═════ Data entries ═════
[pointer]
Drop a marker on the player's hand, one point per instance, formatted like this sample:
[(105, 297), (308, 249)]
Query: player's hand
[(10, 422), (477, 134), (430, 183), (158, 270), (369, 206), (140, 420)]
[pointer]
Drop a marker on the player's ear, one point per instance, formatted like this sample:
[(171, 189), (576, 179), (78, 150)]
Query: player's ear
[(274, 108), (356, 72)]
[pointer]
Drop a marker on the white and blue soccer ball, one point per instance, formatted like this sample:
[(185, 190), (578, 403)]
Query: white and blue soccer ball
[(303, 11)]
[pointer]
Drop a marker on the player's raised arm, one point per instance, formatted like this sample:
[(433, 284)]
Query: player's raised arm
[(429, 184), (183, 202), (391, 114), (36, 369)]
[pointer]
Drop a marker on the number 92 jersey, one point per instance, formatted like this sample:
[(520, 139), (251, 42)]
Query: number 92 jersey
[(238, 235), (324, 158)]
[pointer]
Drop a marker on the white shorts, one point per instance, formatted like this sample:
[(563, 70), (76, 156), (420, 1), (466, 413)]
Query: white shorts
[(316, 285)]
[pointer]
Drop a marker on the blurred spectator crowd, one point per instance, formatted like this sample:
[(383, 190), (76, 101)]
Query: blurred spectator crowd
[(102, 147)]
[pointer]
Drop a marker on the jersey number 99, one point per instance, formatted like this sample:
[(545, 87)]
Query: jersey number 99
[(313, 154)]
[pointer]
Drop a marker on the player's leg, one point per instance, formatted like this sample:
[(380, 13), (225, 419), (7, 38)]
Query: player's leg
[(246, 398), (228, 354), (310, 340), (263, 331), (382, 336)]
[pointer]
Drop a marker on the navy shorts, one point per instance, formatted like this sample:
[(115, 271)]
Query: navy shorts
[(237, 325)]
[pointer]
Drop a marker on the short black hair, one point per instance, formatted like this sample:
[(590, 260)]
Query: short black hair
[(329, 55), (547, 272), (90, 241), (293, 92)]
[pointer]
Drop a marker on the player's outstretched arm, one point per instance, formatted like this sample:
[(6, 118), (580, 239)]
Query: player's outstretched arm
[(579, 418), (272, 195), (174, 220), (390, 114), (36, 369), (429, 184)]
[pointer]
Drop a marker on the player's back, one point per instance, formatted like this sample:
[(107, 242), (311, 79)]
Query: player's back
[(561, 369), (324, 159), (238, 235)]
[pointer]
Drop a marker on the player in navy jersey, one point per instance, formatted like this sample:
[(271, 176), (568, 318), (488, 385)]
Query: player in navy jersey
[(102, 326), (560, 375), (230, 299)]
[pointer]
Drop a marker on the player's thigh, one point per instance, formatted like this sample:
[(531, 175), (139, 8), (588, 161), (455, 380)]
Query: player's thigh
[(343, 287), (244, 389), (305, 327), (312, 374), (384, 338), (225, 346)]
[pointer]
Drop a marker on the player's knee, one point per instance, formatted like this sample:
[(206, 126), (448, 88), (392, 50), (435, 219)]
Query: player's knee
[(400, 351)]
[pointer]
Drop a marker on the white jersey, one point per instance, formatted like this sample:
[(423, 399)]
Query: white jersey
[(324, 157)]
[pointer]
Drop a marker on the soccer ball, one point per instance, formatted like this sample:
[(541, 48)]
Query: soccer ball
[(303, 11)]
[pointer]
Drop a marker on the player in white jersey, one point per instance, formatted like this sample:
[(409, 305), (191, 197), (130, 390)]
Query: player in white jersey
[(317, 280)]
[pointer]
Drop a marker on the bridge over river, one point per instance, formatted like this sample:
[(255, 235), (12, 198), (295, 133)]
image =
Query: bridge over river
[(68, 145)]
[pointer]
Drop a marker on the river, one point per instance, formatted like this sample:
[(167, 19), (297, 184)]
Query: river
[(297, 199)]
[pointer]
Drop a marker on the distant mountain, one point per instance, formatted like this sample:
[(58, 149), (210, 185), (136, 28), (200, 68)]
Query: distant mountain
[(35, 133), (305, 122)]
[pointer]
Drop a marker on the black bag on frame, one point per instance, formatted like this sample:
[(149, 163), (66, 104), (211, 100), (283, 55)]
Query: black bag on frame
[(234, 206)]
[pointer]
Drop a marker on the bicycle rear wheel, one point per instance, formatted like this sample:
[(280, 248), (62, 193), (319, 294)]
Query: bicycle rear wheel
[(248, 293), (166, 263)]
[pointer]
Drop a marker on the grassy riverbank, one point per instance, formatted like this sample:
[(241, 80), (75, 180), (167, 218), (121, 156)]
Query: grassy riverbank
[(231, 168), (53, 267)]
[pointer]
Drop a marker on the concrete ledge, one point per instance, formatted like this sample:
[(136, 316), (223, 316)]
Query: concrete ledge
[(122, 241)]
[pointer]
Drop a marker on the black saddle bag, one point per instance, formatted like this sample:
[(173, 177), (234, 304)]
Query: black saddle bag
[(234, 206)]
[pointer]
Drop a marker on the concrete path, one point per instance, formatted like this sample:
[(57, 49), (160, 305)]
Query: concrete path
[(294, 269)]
═════
* _Set task_
Output the listing above without altering a single character.

* _Solution below_
[pointer]
Drop a marker on the player's hand, one point per instance, formatted like this sample:
[(105, 297), (308, 249)]
Query: player's hand
[(10, 422), (477, 134), (430, 183), (158, 270), (369, 206), (140, 420)]
[pointer]
Drop a marker on the player's ear, one point per instance, formatted like this sample:
[(171, 189), (576, 179), (78, 150)]
Query: player's ear
[(274, 108), (356, 72)]
[pointer]
Drop a marker on the white and blue soccer ball, one point per instance, formatted like this sample:
[(185, 190), (578, 403)]
Query: white and blue soccer ball
[(303, 11)]
[pointer]
Drop a marker on the player's raised arm, one point per instance, formatted like this sample:
[(433, 284)]
Query: player's raised arm
[(429, 184), (183, 202), (391, 114), (36, 369)]
[pointer]
Drop a marker on the number 92 jersey, one point per instance, formatted like this sample:
[(520, 139), (251, 42)]
Query: number 92 jersey
[(238, 235), (324, 158)]
[pointer]
Drop a marker on the white shorts, one point per instance, formatted like this sample:
[(563, 70), (76, 156), (420, 1), (466, 413)]
Query: white shorts
[(316, 285)]
[pointer]
Drop a marker on the blurred spectator crowd, one point per instance, formatted like this sample:
[(383, 190), (76, 101)]
Query: blurred spectator crowd
[(102, 147)]
[pointer]
Drop a marker on the jersey number 99, one point per instance, formatted like this sample:
[(545, 87)]
Query: jersey number 99
[(313, 154)]
[pointer]
Drop a marker on the player's leg, one point per instance, formatted like this sample:
[(380, 13), (225, 419), (7, 38)]
Query: player's leg
[(246, 398), (228, 354), (310, 340), (263, 331), (382, 336)]
[pointer]
Drop a marker on the navy shorts, one point per instance, formatted like this sample:
[(115, 271)]
Query: navy shorts
[(237, 325)]
[pointer]
Drop a marker on the short black hair, one point per instance, formatted like this sample:
[(590, 260)]
Query: short black hair
[(329, 55), (547, 272), (90, 241), (293, 92)]
[pointer]
Drop a marker on the player's outstretched arm, one point per instance, formatted like this sample:
[(6, 118), (580, 239)]
Query: player's outstretched arm
[(579, 418), (272, 195), (174, 220), (390, 114), (36, 369), (429, 184)]
[pointer]
Drop a marker on the player's back, one point per instance, formatted like this sample:
[(107, 242), (311, 79)]
Query: player's back
[(561, 369), (324, 159), (238, 235)]
[pointer]
Drop a marker on the player in navy jersey, one point per instance, formatted like this sample:
[(271, 176), (568, 318), (488, 385)]
Query: player in navy jersey
[(102, 326), (560, 375), (230, 299)]
[pointer]
Drop a marker on the player's thigh, one point per instance, formatted like this sample:
[(531, 175), (139, 8), (588, 161), (455, 380)]
Query: player's thigh
[(343, 287), (244, 389), (305, 327), (312, 374), (384, 338), (225, 346)]
[pointer]
Drop a marker on the player's knee, one point per instance, formatted like this sample:
[(206, 126), (448, 88), (392, 50), (435, 219)]
Query: player's knee
[(400, 351)]
[pointer]
Drop a marker on the white jersey, one point per instance, formatted like this sample:
[(423, 399)]
Query: white jersey
[(324, 157)]
[pointer]
Drop a marker on the soccer ball, one point per instance, formatted like this sample:
[(541, 48)]
Query: soccer ball
[(303, 11)]
[pointer]
Drop a marker on the player in white jersey, one point per instance, formatted like this sample:
[(409, 305), (191, 197), (130, 390)]
Query: player in white jersey
[(317, 280)]
[pointer]
Drop a marker on the bridge over river, one point per instance, formatted like this sample:
[(255, 235), (12, 198), (295, 133)]
image =
Query: bridge over river
[(68, 145)]
[pointer]
Drop a marker on the river, one point per instance, formatted like this sample:
[(167, 19), (297, 184)]
Query: river
[(297, 199)]
[pointer]
Drop a marker on the distant mountain, one point per instance, formatted like this sample:
[(58, 149), (210, 185), (136, 28), (200, 68)]
Query: distant mountain
[(35, 133), (305, 122)]
[pointer]
Drop a marker on the black bag on frame, one point per instance, formatted like this sample:
[(149, 163), (66, 104), (211, 100), (283, 55)]
Query: black bag on frame
[(234, 206)]
[pointer]
Drop a marker on the bicycle rear wheel, one point per instance, formatted like this sample:
[(280, 248), (62, 193), (319, 294)]
Query: bicycle rear wheel
[(248, 293), (166, 263)]
[pointer]
Drop a marker on the grassy riverbank, one point per instance, formatted like this sample:
[(241, 80), (75, 180), (167, 218), (121, 156)]
Query: grassy riverbank
[(231, 168), (53, 267)]
[pointer]
Drop a marker on the concrete ledge, one point per instance, formatted like this sample:
[(136, 316), (223, 316)]
Query: concrete ledge
[(122, 241)]
[pointer]
Drop a marker on the black saddle bag, one point per instance, formatted like this sample:
[(173, 177), (234, 304)]
Query: black saddle bag
[(234, 206)]
[pointer]
Drop a marker on the concrete path, one point per instance, formatted like this sample:
[(57, 49), (160, 305)]
Query: concrete path
[(294, 269)]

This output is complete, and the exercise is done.